Exercise instructions: Respond with exact copies of the lines running from the line that contains "Target: shed roof" to the end of the material.
Top of Available data
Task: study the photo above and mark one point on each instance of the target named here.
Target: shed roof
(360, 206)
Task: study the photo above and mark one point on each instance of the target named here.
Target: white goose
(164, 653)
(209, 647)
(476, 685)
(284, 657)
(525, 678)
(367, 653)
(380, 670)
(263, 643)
Bottom of Available data
Written solution:
Target: shed roof
(360, 206)
Task: study the photo above and mark one point on each instance of the target named here.
Target: white goose
(164, 653)
(209, 647)
(476, 685)
(284, 657)
(525, 678)
(367, 653)
(380, 670)
(263, 643)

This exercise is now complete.